> **What to do**
Retype the following lines word for word, starting with the line that contains "Can you find the wristband?" and going on through the line that contains "x=117, y=66", both included.

> **Exercise inputs**

[START]

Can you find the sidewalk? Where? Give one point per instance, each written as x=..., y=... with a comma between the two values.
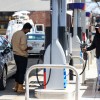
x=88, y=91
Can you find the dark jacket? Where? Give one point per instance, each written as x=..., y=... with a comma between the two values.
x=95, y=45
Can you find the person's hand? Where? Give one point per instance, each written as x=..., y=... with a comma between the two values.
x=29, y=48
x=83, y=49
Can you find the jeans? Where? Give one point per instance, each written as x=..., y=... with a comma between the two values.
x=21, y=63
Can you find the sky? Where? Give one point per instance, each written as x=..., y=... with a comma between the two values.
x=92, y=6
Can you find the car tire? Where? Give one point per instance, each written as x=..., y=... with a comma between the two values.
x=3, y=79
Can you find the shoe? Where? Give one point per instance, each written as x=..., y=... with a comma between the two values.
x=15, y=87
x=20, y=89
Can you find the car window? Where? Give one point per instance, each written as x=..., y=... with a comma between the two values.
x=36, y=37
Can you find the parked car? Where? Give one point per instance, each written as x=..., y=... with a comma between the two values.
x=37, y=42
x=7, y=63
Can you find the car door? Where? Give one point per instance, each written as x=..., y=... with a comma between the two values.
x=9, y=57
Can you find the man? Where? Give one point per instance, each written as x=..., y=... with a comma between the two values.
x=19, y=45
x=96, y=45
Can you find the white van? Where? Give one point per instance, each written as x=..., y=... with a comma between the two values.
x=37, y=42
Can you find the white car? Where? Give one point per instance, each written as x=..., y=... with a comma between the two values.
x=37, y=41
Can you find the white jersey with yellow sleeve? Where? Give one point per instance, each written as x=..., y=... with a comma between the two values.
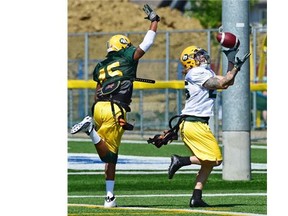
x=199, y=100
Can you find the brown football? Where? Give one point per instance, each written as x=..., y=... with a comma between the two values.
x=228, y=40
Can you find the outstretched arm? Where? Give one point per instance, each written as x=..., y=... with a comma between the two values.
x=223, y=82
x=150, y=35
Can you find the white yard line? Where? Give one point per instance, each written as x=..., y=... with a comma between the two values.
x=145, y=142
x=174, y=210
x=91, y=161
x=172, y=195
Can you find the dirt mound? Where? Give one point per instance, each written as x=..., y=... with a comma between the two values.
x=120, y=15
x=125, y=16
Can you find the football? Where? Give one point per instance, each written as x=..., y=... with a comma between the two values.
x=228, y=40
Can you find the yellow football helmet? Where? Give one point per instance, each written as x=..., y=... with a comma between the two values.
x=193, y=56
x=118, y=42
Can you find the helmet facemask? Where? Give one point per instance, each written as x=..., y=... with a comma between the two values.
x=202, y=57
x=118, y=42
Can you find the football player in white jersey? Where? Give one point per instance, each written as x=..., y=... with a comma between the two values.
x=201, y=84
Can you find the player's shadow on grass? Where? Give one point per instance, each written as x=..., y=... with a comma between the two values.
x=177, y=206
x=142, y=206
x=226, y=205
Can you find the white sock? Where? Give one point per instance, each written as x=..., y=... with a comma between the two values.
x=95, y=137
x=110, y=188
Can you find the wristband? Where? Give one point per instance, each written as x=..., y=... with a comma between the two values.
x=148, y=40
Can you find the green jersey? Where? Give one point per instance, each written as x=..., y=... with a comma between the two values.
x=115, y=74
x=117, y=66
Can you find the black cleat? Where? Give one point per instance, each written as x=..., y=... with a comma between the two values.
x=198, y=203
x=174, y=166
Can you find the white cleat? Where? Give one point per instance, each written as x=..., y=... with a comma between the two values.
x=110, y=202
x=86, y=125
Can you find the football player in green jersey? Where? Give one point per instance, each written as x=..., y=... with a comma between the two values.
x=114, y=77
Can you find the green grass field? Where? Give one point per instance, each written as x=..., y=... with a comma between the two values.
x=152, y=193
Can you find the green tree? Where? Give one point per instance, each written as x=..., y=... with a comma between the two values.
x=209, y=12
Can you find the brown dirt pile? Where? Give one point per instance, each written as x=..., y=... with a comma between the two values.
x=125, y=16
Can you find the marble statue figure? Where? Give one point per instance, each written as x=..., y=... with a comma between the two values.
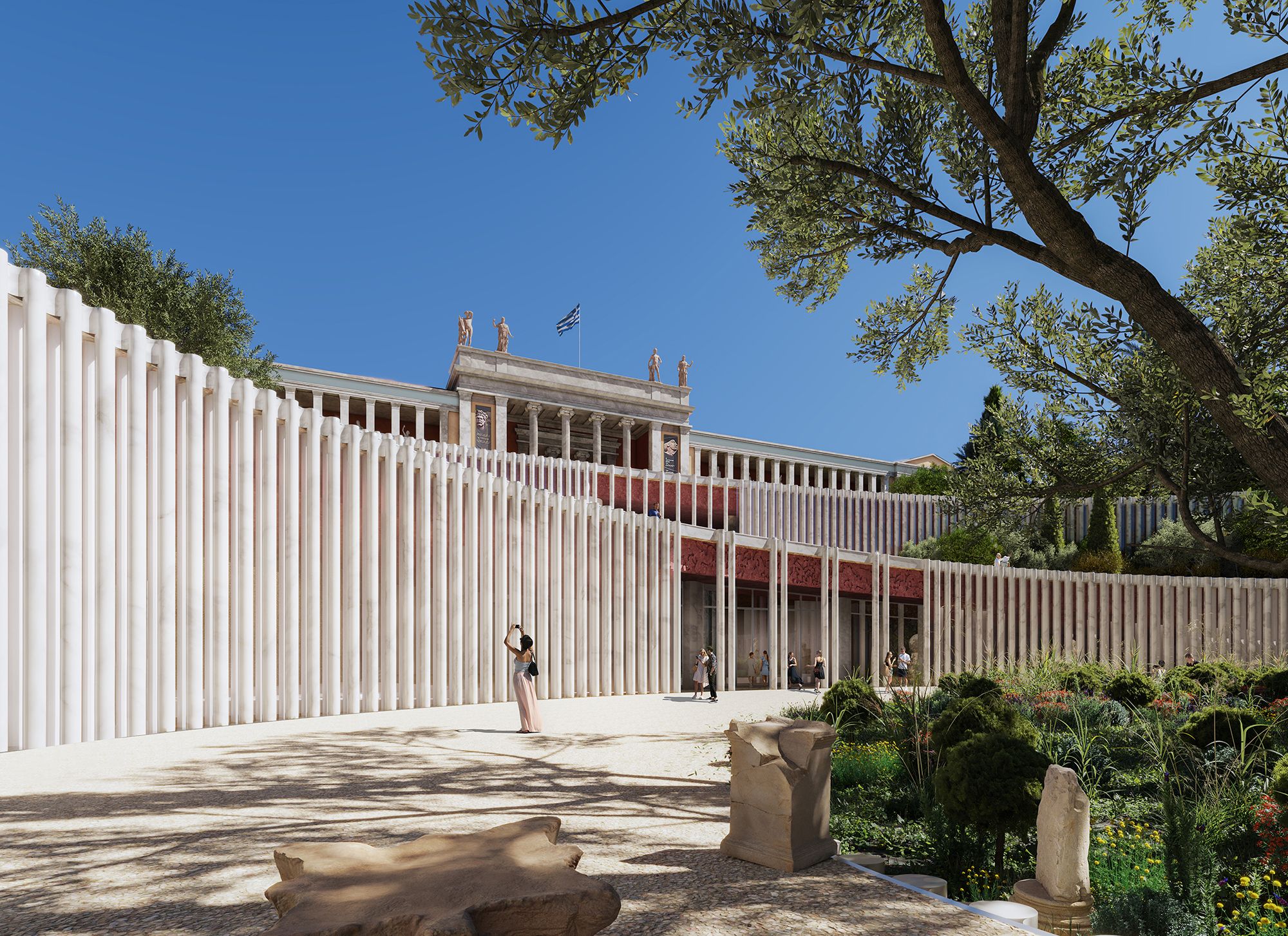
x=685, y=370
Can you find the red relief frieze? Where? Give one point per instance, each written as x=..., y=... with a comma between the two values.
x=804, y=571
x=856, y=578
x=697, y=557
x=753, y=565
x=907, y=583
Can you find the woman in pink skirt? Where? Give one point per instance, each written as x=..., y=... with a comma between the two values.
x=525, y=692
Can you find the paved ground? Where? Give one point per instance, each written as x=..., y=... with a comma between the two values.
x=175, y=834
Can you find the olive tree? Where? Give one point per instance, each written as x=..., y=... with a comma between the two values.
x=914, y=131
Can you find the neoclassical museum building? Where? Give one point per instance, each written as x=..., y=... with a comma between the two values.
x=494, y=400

[END]
[START]

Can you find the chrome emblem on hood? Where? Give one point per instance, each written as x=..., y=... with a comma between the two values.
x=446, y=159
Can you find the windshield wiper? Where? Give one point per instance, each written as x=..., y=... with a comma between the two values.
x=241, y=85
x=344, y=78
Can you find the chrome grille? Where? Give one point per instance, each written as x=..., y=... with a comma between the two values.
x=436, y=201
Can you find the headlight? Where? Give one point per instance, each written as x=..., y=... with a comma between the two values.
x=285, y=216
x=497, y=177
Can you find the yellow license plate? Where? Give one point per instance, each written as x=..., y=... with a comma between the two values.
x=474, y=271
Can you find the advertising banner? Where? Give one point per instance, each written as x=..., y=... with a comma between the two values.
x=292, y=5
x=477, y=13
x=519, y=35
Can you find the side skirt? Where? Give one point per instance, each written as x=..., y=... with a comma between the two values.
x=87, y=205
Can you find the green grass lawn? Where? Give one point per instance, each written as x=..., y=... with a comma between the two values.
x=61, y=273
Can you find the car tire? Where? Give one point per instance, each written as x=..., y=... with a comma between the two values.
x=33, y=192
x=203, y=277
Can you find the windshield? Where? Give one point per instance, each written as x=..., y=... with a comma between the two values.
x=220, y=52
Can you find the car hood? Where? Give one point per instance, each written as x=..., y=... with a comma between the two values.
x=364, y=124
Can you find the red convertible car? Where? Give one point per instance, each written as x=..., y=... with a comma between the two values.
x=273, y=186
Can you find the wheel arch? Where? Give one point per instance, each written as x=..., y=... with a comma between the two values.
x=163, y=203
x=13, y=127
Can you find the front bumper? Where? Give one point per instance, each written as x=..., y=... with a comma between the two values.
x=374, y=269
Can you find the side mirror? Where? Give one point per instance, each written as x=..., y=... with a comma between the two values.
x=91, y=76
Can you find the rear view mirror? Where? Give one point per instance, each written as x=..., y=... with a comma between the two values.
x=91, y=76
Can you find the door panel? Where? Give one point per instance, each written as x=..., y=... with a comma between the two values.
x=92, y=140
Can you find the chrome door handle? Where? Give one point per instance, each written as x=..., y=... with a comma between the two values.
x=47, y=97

[END]

> **Task result**
Can you find the wristband? Where? Give one point per instance, each written as x=..., y=... with a comma between the two values.
x=148, y=40
Can you find the green jersey? Where? Give one point per instance, each written as x=..., y=... with a comma between the two values.
x=115, y=74
x=117, y=66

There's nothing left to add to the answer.